** Begin Supplied material **
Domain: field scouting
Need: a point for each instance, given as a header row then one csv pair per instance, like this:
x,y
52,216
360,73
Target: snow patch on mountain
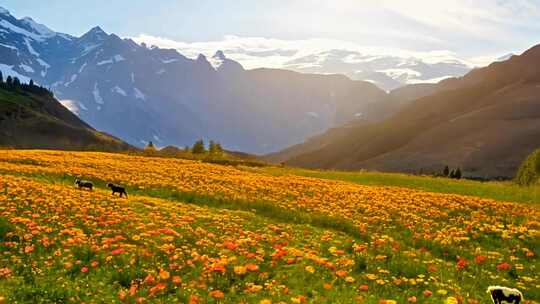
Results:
x,y
38,28
9,26
97,96
43,63
119,90
81,69
138,94
167,61
114,59
9,47
27,69
7,70
30,48
118,58
73,78
70,105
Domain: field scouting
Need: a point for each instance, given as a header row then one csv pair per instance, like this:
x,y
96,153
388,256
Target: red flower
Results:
x,y
479,259
117,251
504,266
462,263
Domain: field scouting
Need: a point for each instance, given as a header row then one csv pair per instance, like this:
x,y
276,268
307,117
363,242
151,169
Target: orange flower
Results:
x,y
164,275
240,270
193,299
216,294
122,295
29,249
150,279
462,263
479,259
504,266
117,251
159,287
341,273
252,267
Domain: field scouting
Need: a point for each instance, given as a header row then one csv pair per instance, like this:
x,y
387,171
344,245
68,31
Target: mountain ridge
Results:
x,y
141,93
485,122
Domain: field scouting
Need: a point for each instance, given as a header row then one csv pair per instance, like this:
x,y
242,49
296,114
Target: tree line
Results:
x,y
454,173
199,147
15,84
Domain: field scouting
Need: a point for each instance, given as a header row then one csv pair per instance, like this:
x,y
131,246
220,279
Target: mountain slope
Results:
x,y
32,118
485,122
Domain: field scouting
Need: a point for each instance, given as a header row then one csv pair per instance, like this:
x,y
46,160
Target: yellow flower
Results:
x,y
164,275
451,300
240,269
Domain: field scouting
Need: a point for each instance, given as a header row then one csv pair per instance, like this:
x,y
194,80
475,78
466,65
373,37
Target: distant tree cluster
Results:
x,y
150,147
454,173
529,172
15,84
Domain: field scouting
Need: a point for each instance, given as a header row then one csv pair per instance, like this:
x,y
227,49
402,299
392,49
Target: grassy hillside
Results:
x,y
30,117
501,191
485,123
194,232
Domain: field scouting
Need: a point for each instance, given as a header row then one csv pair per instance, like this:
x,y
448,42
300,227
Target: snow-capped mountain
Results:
x,y
387,68
141,93
387,72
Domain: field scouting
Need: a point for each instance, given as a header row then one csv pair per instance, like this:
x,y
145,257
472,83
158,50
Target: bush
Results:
x,y
529,171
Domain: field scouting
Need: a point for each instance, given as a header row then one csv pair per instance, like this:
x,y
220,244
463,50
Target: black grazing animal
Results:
x,y
117,189
84,184
501,294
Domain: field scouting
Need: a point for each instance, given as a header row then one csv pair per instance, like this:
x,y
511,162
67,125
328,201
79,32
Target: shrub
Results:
x,y
446,171
529,171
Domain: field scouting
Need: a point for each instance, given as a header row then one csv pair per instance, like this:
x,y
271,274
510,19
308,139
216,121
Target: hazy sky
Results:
x,y
468,28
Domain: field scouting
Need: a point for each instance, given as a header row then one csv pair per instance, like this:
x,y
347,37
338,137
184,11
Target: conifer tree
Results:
x,y
150,147
198,147
458,173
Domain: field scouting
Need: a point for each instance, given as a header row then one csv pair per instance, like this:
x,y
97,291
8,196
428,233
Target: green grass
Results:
x,y
259,208
501,191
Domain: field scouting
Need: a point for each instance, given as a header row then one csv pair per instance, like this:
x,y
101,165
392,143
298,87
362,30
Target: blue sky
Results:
x,y
468,28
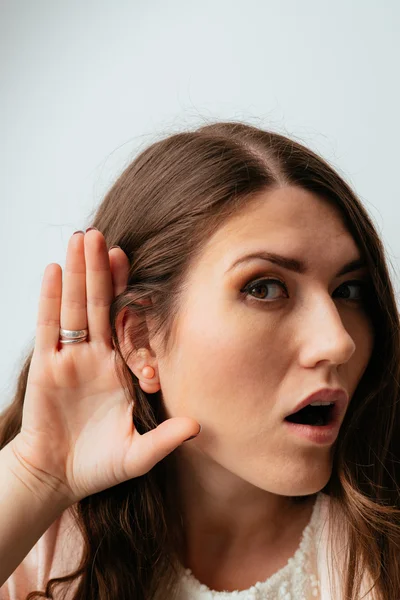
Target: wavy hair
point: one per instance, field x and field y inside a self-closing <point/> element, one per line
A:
<point x="161" y="211"/>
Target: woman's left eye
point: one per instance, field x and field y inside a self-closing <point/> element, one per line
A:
<point x="265" y="284"/>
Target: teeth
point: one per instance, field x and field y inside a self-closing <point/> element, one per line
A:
<point x="320" y="403"/>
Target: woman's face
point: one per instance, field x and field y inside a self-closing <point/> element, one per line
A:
<point x="241" y="362"/>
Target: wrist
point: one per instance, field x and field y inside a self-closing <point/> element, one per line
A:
<point x="46" y="489"/>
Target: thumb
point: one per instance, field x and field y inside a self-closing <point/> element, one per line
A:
<point x="156" y="444"/>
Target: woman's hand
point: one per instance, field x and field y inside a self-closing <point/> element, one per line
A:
<point x="77" y="429"/>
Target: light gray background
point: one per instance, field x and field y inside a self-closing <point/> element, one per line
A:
<point x="87" y="84"/>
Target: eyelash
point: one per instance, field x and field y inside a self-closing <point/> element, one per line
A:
<point x="253" y="284"/>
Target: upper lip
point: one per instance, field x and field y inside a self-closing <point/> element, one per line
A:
<point x="338" y="396"/>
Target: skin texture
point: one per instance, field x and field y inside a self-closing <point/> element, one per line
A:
<point x="241" y="363"/>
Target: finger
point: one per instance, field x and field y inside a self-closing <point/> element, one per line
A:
<point x="73" y="299"/>
<point x="48" y="321"/>
<point x="151" y="447"/>
<point x="99" y="287"/>
<point x="119" y="265"/>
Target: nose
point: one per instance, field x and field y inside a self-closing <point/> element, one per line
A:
<point x="324" y="336"/>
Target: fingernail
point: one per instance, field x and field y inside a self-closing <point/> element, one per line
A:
<point x="193" y="436"/>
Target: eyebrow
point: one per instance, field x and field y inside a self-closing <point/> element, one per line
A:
<point x="293" y="264"/>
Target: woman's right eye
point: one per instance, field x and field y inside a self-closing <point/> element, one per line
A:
<point x="261" y="288"/>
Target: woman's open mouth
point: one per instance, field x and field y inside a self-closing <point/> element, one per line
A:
<point x="318" y="422"/>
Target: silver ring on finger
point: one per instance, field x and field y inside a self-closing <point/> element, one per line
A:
<point x="73" y="336"/>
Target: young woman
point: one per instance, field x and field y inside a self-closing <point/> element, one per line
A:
<point x="249" y="294"/>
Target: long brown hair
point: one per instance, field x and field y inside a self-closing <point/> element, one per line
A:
<point x="161" y="210"/>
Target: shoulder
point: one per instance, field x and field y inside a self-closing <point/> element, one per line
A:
<point x="56" y="553"/>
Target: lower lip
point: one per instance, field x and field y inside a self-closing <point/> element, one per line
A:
<point x="324" y="435"/>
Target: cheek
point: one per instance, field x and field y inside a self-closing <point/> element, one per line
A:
<point x="220" y="363"/>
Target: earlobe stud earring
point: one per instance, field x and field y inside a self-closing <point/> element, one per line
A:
<point x="148" y="372"/>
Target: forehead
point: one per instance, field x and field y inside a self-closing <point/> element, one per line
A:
<point x="289" y="220"/>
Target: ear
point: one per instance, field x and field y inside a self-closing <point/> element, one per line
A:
<point x="138" y="359"/>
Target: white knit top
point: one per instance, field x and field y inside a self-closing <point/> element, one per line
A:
<point x="297" y="580"/>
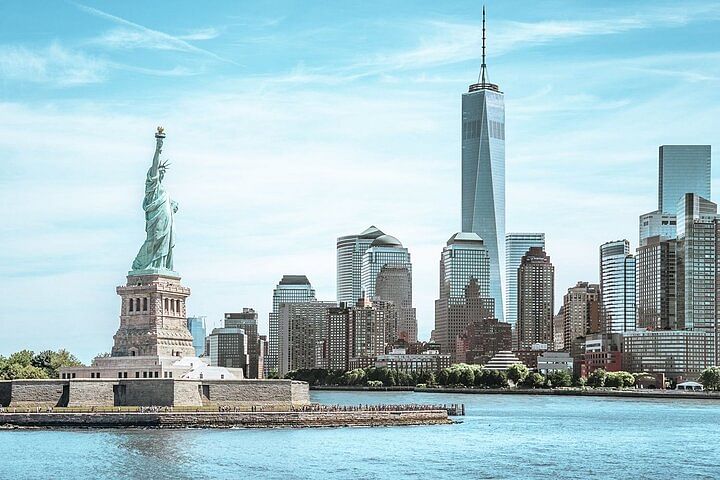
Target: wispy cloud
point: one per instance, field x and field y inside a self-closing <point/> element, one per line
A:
<point x="134" y="35"/>
<point x="449" y="42"/>
<point x="54" y="64"/>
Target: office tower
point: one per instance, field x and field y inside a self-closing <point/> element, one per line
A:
<point x="581" y="312"/>
<point x="291" y="289"/>
<point x="337" y="348"/>
<point x="675" y="353"/>
<point x="559" y="330"/>
<point x="394" y="285"/>
<point x="464" y="260"/>
<point x="483" y="172"/>
<point x="617" y="287"/>
<point x="697" y="263"/>
<point x="657" y="224"/>
<point x="350" y="252"/>
<point x="302" y="331"/>
<point x="228" y="347"/>
<point x="516" y="246"/>
<point x="682" y="169"/>
<point x="247" y="320"/>
<point x="656" y="284"/>
<point x="196" y="325"/>
<point x="387" y="276"/>
<point x="535" y="297"/>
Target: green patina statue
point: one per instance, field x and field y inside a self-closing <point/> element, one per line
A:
<point x="156" y="254"/>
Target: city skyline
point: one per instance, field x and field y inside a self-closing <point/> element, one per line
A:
<point x="73" y="139"/>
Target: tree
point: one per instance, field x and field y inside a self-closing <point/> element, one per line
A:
<point x="710" y="378"/>
<point x="559" y="378"/>
<point x="534" y="380"/>
<point x="22" y="358"/>
<point x="517" y="373"/>
<point x="597" y="378"/>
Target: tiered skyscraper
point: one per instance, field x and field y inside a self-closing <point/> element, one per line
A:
<point x="516" y="246"/>
<point x="617" y="287"/>
<point x="291" y="289"/>
<point x="483" y="171"/>
<point x="387" y="276"/>
<point x="350" y="252"/>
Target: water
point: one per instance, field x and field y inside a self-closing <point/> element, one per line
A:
<point x="502" y="436"/>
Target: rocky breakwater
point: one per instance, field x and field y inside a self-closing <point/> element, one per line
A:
<point x="288" y="419"/>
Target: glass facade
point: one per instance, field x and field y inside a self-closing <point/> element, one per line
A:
<point x="350" y="252"/>
<point x="697" y="262"/>
<point x="196" y="325"/>
<point x="657" y="224"/>
<point x="516" y="246"/>
<point x="387" y="276"/>
<point x="676" y="353"/>
<point x="291" y="289"/>
<point x="483" y="177"/>
<point x="464" y="270"/>
<point x="656" y="284"/>
<point x="617" y="286"/>
<point x="682" y="169"/>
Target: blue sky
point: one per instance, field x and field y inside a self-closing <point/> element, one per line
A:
<point x="291" y="123"/>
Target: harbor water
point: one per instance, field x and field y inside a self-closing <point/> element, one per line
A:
<point x="500" y="436"/>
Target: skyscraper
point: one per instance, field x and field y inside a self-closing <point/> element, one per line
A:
<point x="535" y="297"/>
<point x="581" y="312"/>
<point x="464" y="262"/>
<point x="697" y="263"/>
<point x="291" y="289"/>
<point x="247" y="320"/>
<point x="483" y="171"/>
<point x="617" y="287"/>
<point x="196" y="325"/>
<point x="350" y="252"/>
<point x="516" y="246"/>
<point x="656" y="283"/>
<point x="387" y="276"/>
<point x="682" y="169"/>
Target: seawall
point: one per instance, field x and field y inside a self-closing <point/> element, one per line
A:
<point x="588" y="392"/>
<point x="223" y="420"/>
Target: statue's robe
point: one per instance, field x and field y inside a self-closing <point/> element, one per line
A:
<point x="156" y="252"/>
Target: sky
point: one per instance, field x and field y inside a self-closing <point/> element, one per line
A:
<point x="292" y="123"/>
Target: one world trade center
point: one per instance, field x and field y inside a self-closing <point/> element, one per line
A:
<point x="483" y="172"/>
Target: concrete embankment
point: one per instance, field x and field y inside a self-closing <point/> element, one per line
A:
<point x="224" y="419"/>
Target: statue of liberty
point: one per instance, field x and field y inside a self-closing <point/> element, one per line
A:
<point x="155" y="255"/>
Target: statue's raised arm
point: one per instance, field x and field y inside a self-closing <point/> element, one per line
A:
<point x="155" y="255"/>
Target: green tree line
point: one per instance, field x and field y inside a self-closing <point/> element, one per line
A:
<point x="27" y="364"/>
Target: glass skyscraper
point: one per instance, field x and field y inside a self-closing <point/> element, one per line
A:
<point x="386" y="275"/>
<point x="617" y="287"/>
<point x="464" y="261"/>
<point x="483" y="172"/>
<point x="291" y="289"/>
<point x="516" y="246"/>
<point x="683" y="169"/>
<point x="196" y="325"/>
<point x="350" y="251"/>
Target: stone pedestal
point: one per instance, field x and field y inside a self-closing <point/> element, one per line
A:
<point x="153" y="318"/>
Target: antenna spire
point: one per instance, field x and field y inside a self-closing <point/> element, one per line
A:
<point x="483" y="67"/>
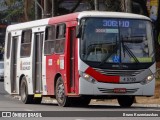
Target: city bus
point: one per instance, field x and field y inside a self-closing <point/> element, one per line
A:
<point x="3" y="26"/>
<point x="81" y="56"/>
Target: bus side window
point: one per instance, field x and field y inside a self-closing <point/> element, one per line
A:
<point x="26" y="43"/>
<point x="60" y="38"/>
<point x="49" y="40"/>
<point x="8" y="45"/>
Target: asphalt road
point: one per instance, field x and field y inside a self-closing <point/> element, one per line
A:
<point x="91" y="112"/>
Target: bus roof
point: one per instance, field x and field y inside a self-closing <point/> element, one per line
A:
<point x="112" y="15"/>
<point x="74" y="16"/>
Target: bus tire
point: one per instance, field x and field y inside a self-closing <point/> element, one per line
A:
<point x="125" y="101"/>
<point x="25" y="98"/>
<point x="84" y="101"/>
<point x="38" y="100"/>
<point x="61" y="98"/>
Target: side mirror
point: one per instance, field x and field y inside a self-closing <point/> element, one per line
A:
<point x="78" y="31"/>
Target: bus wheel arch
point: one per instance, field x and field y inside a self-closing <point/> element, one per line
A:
<point x="60" y="95"/>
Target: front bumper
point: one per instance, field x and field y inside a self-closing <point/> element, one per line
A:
<point x="99" y="88"/>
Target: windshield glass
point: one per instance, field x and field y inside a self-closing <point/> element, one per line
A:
<point x="116" y="40"/>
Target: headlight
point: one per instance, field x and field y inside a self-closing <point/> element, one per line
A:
<point x="148" y="79"/>
<point x="87" y="77"/>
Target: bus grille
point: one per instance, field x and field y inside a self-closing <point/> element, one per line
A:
<point x="118" y="72"/>
<point x="105" y="90"/>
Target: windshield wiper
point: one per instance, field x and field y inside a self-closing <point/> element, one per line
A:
<point x="110" y="54"/>
<point x="125" y="47"/>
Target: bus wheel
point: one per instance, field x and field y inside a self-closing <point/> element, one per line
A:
<point x="126" y="101"/>
<point x="25" y="98"/>
<point x="61" y="98"/>
<point x="85" y="101"/>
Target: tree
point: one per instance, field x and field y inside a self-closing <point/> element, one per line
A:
<point x="19" y="10"/>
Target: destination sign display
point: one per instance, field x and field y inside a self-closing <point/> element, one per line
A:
<point x="115" y="23"/>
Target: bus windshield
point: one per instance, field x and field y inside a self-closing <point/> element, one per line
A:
<point x="106" y="40"/>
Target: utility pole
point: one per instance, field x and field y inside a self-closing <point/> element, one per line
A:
<point x="53" y="8"/>
<point x="96" y="5"/>
<point x="128" y="6"/>
<point x="37" y="4"/>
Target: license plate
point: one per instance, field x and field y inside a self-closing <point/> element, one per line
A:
<point x="129" y="79"/>
<point x="119" y="90"/>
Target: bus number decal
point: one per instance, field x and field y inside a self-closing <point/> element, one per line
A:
<point x="114" y="23"/>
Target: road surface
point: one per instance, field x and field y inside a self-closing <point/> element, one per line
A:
<point x="91" y="112"/>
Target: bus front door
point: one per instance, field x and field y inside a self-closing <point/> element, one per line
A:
<point x="72" y="59"/>
<point x="38" y="62"/>
<point x="13" y="62"/>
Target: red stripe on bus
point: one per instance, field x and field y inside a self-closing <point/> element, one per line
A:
<point x="102" y="78"/>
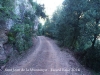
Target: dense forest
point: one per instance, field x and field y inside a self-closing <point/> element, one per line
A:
<point x="76" y="25"/>
<point x="17" y="26"/>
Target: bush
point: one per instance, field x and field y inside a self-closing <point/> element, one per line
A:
<point x="21" y="36"/>
<point x="92" y="59"/>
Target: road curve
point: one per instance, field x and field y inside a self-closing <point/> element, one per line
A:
<point x="47" y="59"/>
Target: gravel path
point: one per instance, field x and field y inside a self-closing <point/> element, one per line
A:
<point x="47" y="59"/>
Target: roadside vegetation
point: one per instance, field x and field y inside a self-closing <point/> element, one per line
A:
<point x="76" y="25"/>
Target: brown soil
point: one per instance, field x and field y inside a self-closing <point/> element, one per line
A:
<point x="46" y="59"/>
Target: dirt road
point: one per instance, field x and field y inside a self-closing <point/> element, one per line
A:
<point x="47" y="59"/>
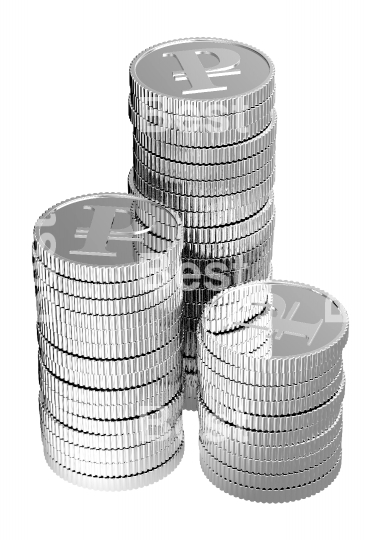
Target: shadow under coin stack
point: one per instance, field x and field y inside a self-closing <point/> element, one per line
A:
<point x="108" y="281"/>
<point x="204" y="146"/>
<point x="271" y="390"/>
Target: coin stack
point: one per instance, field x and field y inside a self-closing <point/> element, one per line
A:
<point x="204" y="145"/>
<point x="271" y="390"/>
<point x="108" y="280"/>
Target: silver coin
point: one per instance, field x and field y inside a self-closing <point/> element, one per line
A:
<point x="117" y="484"/>
<point x="271" y="495"/>
<point x="91" y="238"/>
<point x="209" y="156"/>
<point x="171" y="77"/>
<point x="143" y="427"/>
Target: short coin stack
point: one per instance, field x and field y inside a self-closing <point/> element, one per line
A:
<point x="204" y="145"/>
<point x="108" y="281"/>
<point x="271" y="390"/>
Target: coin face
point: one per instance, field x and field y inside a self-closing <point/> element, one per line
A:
<point x="202" y="69"/>
<point x="304" y="320"/>
<point x="107" y="230"/>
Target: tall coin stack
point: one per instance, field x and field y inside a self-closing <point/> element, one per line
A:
<point x="108" y="281"/>
<point x="204" y="145"/>
<point x="271" y="390"/>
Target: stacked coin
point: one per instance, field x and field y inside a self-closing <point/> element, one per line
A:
<point x="204" y="145"/>
<point x="271" y="390"/>
<point x="108" y="280"/>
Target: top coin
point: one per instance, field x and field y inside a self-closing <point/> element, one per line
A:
<point x="108" y="238"/>
<point x="306" y="323"/>
<point x="202" y="77"/>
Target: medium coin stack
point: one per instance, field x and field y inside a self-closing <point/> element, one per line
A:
<point x="271" y="390"/>
<point x="204" y="145"/>
<point x="108" y="280"/>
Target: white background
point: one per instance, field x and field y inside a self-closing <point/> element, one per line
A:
<point x="65" y="131"/>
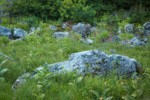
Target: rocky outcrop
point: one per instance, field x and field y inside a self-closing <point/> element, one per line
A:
<point x="83" y="29"/>
<point x="15" y="33"/>
<point x="19" y="33"/>
<point x="52" y="27"/>
<point x="93" y="62"/>
<point x="87" y="41"/>
<point x="135" y="41"/>
<point x="61" y="34"/>
<point x="5" y="31"/>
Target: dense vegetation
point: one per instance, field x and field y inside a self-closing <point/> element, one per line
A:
<point x="39" y="49"/>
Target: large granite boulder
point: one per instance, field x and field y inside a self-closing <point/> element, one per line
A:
<point x="52" y="27"/>
<point x="61" y="34"/>
<point x="15" y="33"/>
<point x="19" y="33"/>
<point x="83" y="29"/>
<point x="146" y="28"/>
<point x="135" y="41"/>
<point x="93" y="62"/>
<point x="87" y="41"/>
<point x="5" y="31"/>
<point x="129" y="28"/>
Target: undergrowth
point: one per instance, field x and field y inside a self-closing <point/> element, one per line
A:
<point x="39" y="48"/>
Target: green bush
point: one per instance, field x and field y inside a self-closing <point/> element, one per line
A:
<point x="43" y="9"/>
<point x="76" y="11"/>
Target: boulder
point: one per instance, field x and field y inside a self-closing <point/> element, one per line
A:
<point x="87" y="41"/>
<point x="83" y="29"/>
<point x="19" y="33"/>
<point x="129" y="28"/>
<point x="93" y="62"/>
<point x="61" y="34"/>
<point x="146" y="28"/>
<point x="52" y="27"/>
<point x="135" y="41"/>
<point x="5" y="31"/>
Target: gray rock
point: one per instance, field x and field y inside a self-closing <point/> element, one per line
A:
<point x="19" y="33"/>
<point x="83" y="29"/>
<point x="21" y="80"/>
<point x="5" y="31"/>
<point x="32" y="29"/>
<point x="87" y="41"/>
<point x="146" y="28"/>
<point x="129" y="28"/>
<point x="61" y="34"/>
<point x="96" y="62"/>
<point x="135" y="41"/>
<point x="52" y="27"/>
<point x="93" y="62"/>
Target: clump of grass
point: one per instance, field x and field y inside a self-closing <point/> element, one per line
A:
<point x="34" y="50"/>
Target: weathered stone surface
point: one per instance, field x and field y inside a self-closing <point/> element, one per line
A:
<point x="22" y="79"/>
<point x="52" y="27"/>
<point x="19" y="33"/>
<point x="129" y="28"/>
<point x="5" y="31"/>
<point x="61" y="34"/>
<point x="87" y="41"/>
<point x="135" y="41"/>
<point x="83" y="29"/>
<point x="93" y="62"/>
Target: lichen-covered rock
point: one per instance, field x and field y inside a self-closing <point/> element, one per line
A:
<point x="61" y="34"/>
<point x="22" y="79"/>
<point x="96" y="62"/>
<point x="129" y="28"/>
<point x="135" y="41"/>
<point x="146" y="28"/>
<point x="83" y="29"/>
<point x="19" y="33"/>
<point x="93" y="62"/>
<point x="5" y="31"/>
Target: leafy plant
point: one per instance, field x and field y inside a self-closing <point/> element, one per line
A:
<point x="2" y="70"/>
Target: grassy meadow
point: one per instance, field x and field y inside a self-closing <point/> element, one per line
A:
<point x="42" y="48"/>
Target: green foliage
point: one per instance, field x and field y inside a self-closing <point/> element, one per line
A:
<point x="4" y="40"/>
<point x="43" y="9"/>
<point x="126" y="36"/>
<point x="2" y="70"/>
<point x="77" y="11"/>
<point x="139" y="14"/>
<point x="34" y="50"/>
<point x="102" y="36"/>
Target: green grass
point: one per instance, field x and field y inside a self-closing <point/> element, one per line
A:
<point x="40" y="48"/>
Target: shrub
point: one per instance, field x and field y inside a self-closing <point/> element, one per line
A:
<point x="76" y="11"/>
<point x="139" y="14"/>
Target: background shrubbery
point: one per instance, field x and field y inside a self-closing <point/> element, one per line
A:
<point x="76" y="10"/>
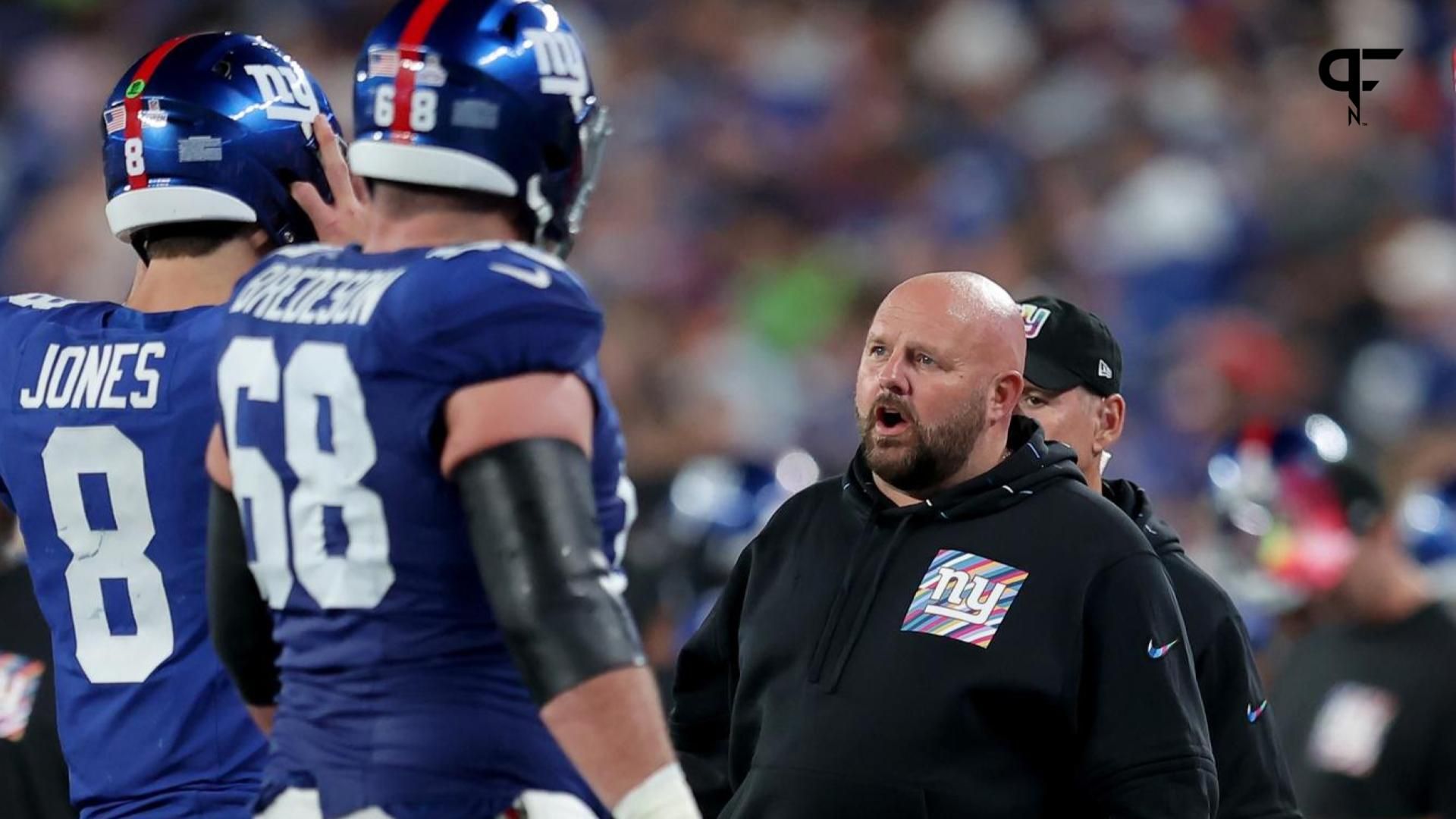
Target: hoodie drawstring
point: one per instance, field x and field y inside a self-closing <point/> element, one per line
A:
<point x="840" y="596"/>
<point x="867" y="602"/>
** End Supplied material **
Stated exercise
Extract the lines beginning with the one that contains "Target: weathered stone surface" and ending with the last line of the listing. Keep them exact and drop the pictures.

Result for this exercise
Target: weathered stone surface
point: one per instance, field x and field y inside a self-closing <point/> element, one per line
A:
<point x="22" y="79"/>
<point x="52" y="27"/>
<point x="19" y="33"/>
<point x="129" y="28"/>
<point x="5" y="31"/>
<point x="61" y="34"/>
<point x="87" y="41"/>
<point x="135" y="41"/>
<point x="83" y="29"/>
<point x="93" y="62"/>
Target: lichen-covered rock
point: one per instance, field x and field y inside a self-closing <point/> element, one per line
A:
<point x="61" y="34"/>
<point x="22" y="79"/>
<point x="96" y="62"/>
<point x="129" y="28"/>
<point x="135" y="41"/>
<point x="146" y="28"/>
<point x="83" y="29"/>
<point x="19" y="33"/>
<point x="93" y="62"/>
<point x="5" y="31"/>
Target: leafy plant
point: one per instance, field x and field y inside a self-closing <point/> element, one per line
A:
<point x="2" y="70"/>
Target: grassy meadow
point: one per instance, field x and field y inside a self-closing <point/> element, one per line
A:
<point x="42" y="48"/>
Target: green foliage
point: one per instance, field x and field y inside a self-closing <point/> element, one per line
A:
<point x="4" y="40"/>
<point x="43" y="9"/>
<point x="126" y="36"/>
<point x="2" y="70"/>
<point x="77" y="11"/>
<point x="139" y="14"/>
<point x="34" y="50"/>
<point x="102" y="36"/>
Target: green grass
point: one per instance, field x and field y inside a self-closing <point/> element, one per line
A:
<point x="40" y="48"/>
Target: shrub
point: one per instance, field x and field y inside a self-closing <point/> element, one per line
A:
<point x="76" y="11"/>
<point x="139" y="14"/>
Target: background shrubbery
point: one per instance, field x and field y inside a self-closing <point/> element, one per line
A:
<point x="76" y="10"/>
Target: hoodie drawstring
point: one per instance, field x and field y inside a self-closing <point/> element, one per line
A:
<point x="840" y="596"/>
<point x="867" y="602"/>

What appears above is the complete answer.